▶ **Objective**
Render every one of the records below as a numbered list, leaving out any blank lines.

(Data entries)
..........

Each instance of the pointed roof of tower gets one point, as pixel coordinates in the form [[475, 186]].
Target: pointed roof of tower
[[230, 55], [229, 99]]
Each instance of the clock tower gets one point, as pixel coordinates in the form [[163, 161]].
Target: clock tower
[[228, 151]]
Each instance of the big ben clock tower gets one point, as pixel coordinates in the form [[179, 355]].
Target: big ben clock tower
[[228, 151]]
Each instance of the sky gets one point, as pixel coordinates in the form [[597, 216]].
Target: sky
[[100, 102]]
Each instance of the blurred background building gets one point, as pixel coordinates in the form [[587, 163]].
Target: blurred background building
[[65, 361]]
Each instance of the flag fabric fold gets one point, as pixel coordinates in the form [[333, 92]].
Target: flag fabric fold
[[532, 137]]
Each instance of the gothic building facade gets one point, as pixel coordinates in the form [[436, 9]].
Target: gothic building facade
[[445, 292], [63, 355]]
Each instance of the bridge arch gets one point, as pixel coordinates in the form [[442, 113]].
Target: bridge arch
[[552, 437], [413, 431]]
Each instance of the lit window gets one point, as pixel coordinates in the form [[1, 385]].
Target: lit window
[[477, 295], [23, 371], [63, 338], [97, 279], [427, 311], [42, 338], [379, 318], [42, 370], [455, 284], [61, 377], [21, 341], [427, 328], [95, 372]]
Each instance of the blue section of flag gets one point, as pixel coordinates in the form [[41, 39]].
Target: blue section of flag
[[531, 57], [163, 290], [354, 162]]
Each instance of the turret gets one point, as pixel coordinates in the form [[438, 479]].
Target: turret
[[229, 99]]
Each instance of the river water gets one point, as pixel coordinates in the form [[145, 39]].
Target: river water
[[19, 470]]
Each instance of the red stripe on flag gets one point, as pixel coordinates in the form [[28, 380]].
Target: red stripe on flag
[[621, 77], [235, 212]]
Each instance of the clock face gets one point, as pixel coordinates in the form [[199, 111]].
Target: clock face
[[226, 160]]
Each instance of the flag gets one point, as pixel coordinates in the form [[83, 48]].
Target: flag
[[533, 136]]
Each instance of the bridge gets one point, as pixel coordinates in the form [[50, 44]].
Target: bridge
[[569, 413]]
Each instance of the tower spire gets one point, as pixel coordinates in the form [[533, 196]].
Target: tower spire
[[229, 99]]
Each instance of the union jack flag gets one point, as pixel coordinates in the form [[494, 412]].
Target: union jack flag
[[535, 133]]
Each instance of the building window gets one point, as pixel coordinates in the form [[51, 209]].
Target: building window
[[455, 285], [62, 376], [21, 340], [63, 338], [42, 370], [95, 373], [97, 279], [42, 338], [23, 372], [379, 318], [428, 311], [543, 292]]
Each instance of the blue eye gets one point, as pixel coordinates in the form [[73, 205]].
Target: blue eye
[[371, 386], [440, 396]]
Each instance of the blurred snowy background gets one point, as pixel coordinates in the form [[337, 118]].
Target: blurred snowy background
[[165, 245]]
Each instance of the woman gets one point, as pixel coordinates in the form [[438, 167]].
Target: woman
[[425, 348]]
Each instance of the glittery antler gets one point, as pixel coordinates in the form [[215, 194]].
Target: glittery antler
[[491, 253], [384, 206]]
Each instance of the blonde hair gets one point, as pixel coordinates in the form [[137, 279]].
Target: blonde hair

..........

▶ **Exercise solution**
1. Each instance of the pointed roof of tower gets one point, as pixel coordinates in the form [[475, 186]].
2. Target: pointed roof of tower
3. [[230, 55], [229, 99]]
4. Each instance of the clock tower gets one point, as pixel coordinates in the form [[163, 161]].
5. Target: clock tower
6. [[228, 151]]
7. Each instance of the big ben clock tower gets one point, as pixel coordinates in the form [[179, 355]].
8. Target: big ben clock tower
9. [[228, 151]]
10. Each instance of the sky gets one point, as pixel coordinates in the form [[597, 216]].
11. Target: sky
12. [[100, 102]]
13. Each instance of the blurred background building gets one point, as pixel coordinates in the form [[587, 163]].
14. Target: blurred background building
15. [[65, 361]]
16. Each instance of the flag fabric fold gets one point, as pixel coordinates in the form [[333, 92]].
17. Target: flag fabric fold
18. [[532, 137]]
19. Each instance of the gothic building facade gets one point, as pixel coordinates in the form [[436, 9]].
20. Target: gothic building facade
21. [[445, 292], [63, 355]]
22. Each instance of the bridge arch gets one point, as pixel coordinates in the form [[442, 113]].
23. Target: bridge arch
24. [[552, 437], [413, 431]]
25. Each instance of the lit window gets one point, as pixel coordinates in the form [[1, 385]].
26. Target: lit window
27. [[477, 295], [23, 371], [63, 338], [97, 279], [427, 311], [42, 338], [379, 318], [42, 370], [455, 284], [61, 377], [21, 341], [427, 328], [95, 372]]
28. Each instance of the blue section of flag gets one point, as pixel coordinates in the form [[41, 39]].
29. Target: blue section of flag
30. [[531, 57], [163, 290], [354, 162]]
31. Each instance of the turret gets one point, as pixel coordinates in the form [[438, 479]].
32. Target: turret
33. [[229, 99]]
34. Each instance of the river water gets one point, as pixel coordinates in the form [[145, 39]].
35. Target: river water
36. [[19, 470]]
37. Each instance of the red stripe on flag gets one point, as pixel coordinates in the form [[28, 380]].
38. Target: red stripe on flag
39. [[621, 77], [235, 212]]
40. Each instance of the clock face gets one point, as pixel coordinates in the form [[199, 111]].
41. Target: clock face
42. [[226, 160]]
43. Each instance of the flag gets one point, as pixel coordinates in the form [[83, 48]].
44. Target: flag
45. [[533, 136]]
46. Each instance of the bridge gets one point, as pixel coordinates in the form [[50, 44]].
47. Target: bridge
48. [[569, 413]]
49. Each instance of the tower spire gets one point, as pixel coordinates in the form [[533, 196]].
50. Target: tower spire
51. [[229, 99]]
52. Each instance of the union jack flag gets one point, as pixel coordinates in the form [[494, 412]].
53. Target: union jack flag
54. [[535, 133]]
55. Each instance of the building window gets one point, as pixel coordinates in the form [[51, 209]].
56. Target: building window
57. [[455, 285], [62, 376], [21, 340], [63, 338], [42, 370], [95, 373], [97, 279], [42, 338], [23, 372], [379, 318], [428, 311], [543, 292]]
58. Each instance of the blue eye gets one point, as pixel coordinates in the form [[73, 205]].
59. Target: blue eye
60. [[371, 386], [440, 396]]
61. Each instance of the blurred snowy background gets one point, as pixel coordinates in the form [[337, 118]].
62. Target: blurred snowy background
63. [[165, 245]]
64. Each instance of the woman gets one point, as pixel coordinates in the form [[438, 167]].
65. Target: woman
66. [[425, 348]]
67. Each instance of the glittery antler gets one point, as pixel coordinates in the form [[215, 194]].
68. Target: glittery antler
69. [[491, 253], [384, 206]]
70. Each instance of the blonde hair gets one point, as pixel coordinates in the form [[137, 279]].
71. Target: blonde hair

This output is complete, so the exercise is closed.